→ Required work:
Reproduce verbatim only the lines from the one containing "of the cidade" through the last line below, both included.

──────

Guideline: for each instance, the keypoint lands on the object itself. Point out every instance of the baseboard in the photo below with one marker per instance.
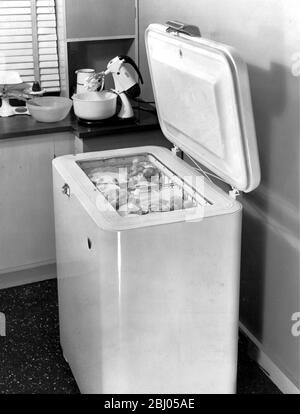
(24, 277)
(269, 367)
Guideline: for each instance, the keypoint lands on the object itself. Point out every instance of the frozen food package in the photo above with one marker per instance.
(140, 185)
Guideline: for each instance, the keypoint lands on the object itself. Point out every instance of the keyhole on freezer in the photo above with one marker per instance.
(89, 243)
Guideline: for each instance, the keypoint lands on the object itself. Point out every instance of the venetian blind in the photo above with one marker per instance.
(28, 41)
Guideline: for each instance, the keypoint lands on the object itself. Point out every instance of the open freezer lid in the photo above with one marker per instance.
(203, 100)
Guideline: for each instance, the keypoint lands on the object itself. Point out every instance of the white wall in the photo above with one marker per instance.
(267, 34)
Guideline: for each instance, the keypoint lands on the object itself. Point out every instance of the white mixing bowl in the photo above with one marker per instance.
(94, 106)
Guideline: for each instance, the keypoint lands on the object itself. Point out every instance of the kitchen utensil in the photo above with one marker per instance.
(82, 76)
(95, 105)
(125, 83)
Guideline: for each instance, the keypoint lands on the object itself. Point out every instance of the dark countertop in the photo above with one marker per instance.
(24, 125)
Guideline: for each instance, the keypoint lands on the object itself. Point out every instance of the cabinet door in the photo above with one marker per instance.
(26, 203)
(99, 18)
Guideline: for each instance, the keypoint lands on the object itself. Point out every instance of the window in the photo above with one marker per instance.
(28, 41)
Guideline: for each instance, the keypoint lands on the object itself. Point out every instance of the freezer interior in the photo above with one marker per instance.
(141, 185)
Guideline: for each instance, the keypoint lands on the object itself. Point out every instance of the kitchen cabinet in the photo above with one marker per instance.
(94, 19)
(26, 203)
(91, 33)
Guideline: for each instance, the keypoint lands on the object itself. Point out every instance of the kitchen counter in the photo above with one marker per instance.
(24, 125)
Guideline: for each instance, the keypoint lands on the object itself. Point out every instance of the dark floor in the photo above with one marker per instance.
(31, 361)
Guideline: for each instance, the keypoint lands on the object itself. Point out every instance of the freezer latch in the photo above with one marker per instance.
(234, 193)
(66, 189)
(179, 27)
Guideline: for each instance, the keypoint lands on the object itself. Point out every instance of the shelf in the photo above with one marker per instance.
(103, 38)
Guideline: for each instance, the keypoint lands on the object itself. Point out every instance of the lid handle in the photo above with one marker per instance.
(179, 27)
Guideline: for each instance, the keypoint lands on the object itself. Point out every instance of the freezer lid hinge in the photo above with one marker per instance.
(234, 193)
(176, 27)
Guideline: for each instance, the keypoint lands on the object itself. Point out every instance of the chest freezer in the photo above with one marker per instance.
(148, 248)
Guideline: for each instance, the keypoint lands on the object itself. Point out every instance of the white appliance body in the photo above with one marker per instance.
(147, 307)
(149, 303)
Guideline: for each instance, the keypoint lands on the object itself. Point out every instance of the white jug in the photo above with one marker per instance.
(82, 75)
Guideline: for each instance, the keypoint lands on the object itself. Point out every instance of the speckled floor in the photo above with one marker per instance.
(31, 361)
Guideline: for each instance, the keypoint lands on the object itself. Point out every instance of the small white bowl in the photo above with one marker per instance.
(49, 108)
(94, 106)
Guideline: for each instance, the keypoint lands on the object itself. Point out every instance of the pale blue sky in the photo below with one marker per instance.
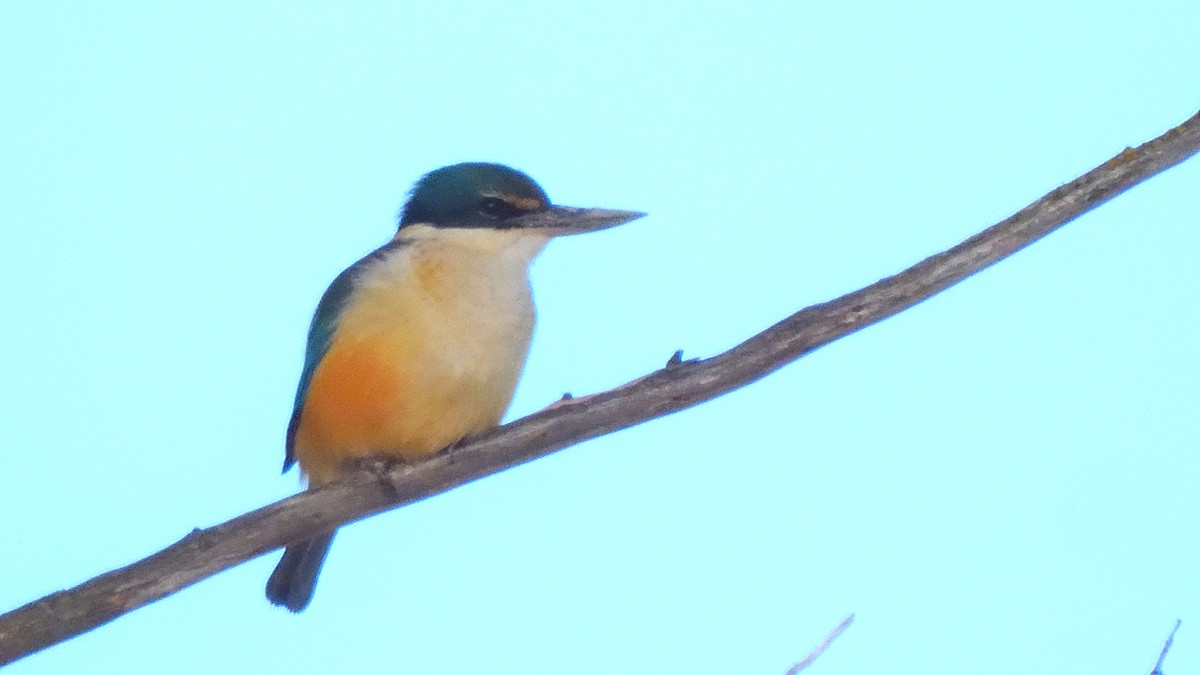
(1003, 479)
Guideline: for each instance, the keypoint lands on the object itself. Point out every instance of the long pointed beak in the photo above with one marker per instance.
(561, 221)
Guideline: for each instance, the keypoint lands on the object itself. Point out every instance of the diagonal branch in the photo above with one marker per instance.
(678, 386)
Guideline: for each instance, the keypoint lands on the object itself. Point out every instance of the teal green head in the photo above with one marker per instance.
(479, 195)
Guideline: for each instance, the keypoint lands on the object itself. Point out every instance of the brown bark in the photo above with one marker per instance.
(677, 386)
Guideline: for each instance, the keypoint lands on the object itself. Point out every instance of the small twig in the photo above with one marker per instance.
(820, 650)
(1167, 646)
(65, 614)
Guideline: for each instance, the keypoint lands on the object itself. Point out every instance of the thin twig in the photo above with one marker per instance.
(204, 553)
(1167, 646)
(820, 650)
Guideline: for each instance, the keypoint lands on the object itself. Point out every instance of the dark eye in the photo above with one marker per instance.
(497, 208)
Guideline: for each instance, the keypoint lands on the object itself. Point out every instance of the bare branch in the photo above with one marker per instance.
(678, 386)
(1167, 647)
(821, 649)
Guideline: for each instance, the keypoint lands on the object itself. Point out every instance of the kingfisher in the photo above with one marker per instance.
(421, 342)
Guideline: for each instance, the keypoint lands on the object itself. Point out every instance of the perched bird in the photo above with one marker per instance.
(421, 342)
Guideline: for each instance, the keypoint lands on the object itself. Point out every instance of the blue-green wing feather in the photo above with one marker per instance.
(321, 336)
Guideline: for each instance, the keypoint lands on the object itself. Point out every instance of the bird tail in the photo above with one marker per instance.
(295, 577)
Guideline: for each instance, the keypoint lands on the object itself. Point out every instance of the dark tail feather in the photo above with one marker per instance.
(295, 577)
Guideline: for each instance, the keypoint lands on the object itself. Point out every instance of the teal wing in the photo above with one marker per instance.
(321, 335)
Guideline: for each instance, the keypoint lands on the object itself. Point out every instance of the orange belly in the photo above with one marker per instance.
(372, 399)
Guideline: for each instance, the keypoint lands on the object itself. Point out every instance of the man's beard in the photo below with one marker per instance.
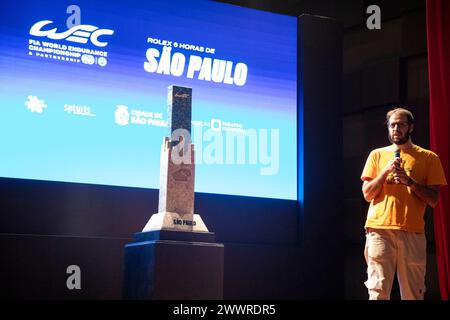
(400, 141)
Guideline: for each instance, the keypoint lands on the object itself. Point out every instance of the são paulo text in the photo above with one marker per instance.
(207, 69)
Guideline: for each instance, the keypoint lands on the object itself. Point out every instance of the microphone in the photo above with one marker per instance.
(397, 152)
(397, 155)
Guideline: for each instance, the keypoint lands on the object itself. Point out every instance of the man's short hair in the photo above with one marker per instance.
(403, 111)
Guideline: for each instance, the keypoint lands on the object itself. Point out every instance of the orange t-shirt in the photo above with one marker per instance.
(396, 206)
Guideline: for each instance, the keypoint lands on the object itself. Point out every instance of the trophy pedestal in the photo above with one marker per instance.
(160, 268)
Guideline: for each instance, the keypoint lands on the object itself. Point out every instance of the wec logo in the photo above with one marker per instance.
(80, 33)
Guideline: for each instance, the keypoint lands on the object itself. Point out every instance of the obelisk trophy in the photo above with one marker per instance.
(177, 169)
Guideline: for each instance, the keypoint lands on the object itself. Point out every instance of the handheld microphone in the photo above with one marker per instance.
(397, 154)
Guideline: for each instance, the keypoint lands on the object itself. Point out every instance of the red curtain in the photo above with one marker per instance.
(438, 31)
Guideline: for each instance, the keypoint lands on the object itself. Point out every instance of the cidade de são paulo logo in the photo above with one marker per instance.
(34, 104)
(122, 115)
(71, 42)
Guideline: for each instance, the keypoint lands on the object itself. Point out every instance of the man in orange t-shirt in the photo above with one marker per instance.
(400, 180)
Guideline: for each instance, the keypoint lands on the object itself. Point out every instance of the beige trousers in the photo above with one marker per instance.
(388, 251)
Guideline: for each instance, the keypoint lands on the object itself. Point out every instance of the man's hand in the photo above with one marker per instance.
(392, 165)
(400, 177)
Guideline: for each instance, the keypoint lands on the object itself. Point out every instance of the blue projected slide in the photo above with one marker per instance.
(84, 84)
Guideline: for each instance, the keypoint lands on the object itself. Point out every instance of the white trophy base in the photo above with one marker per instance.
(175, 222)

──────

→ Task result:
Guideline: for each instance, the keypoint lands on the object itself. Point out every instance of the cidade de são paulo logo in the photo above with one marker per instance.
(34, 104)
(122, 115)
(71, 42)
Guideline: for each instance, the keypoint lands on the object itself. Point out every instance of the man in orange t-shirt in the photo above with one marker per instance.
(400, 180)
Guideline: for each instance, the keypoint lands on the object itself. Point out every instance of the beige trousers in the photo above with one marker per instance.
(388, 251)
Guideline: for each instance, the keypoint lands on the object itself. Point out every instance of the man's hand in the photo above with one marker per instance.
(392, 165)
(400, 177)
Guideline: for each instance, the keypoint lands on the object itself. Point out every instance of the blue projected slide in the photo above with one marker per instance.
(84, 84)
Guideline: for each instance, the keypoint lands on the object itself. Point out every instance of the white trophy base in the photo above with one marker per instance.
(175, 222)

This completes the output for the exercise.